TASK INSTRUCTIONS:
Output every item below word for word, leaving out the pictures.

INFORMATION GIVEN:
────────────────

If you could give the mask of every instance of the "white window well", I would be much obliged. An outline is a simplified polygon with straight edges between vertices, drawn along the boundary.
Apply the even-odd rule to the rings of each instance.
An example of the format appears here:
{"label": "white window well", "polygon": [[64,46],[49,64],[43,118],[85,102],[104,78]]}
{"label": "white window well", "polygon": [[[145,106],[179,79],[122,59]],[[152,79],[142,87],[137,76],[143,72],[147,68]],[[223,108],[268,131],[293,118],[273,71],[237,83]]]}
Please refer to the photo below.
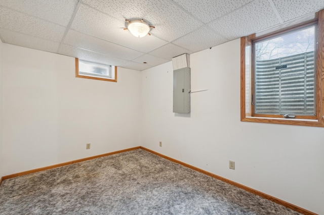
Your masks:
{"label": "white window well", "polygon": [[117,82],[116,67],[75,59],[75,77]]}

────────────────

ANSWER FOR THE TASK:
If you could give the mask of every instance of the "white window well", I would be much obliged. An outline is a simplified polygon with straight edges between vertices, drawn along the boundary.
Apply the even-odd rule to the rings of each instance.
An example of the format appears here:
{"label": "white window well", "polygon": [[64,46],[49,64],[43,118],[85,102],[104,78]]}
{"label": "white window well", "polygon": [[[145,106],[179,79],[122,59]],[[152,79],[142,87],[137,76],[143,72],[147,68]],[[223,108],[268,131],[293,118],[273,71],[237,83]]]}
Please refer to the photo below.
Your masks:
{"label": "white window well", "polygon": [[117,82],[116,67],[75,59],[75,77]]}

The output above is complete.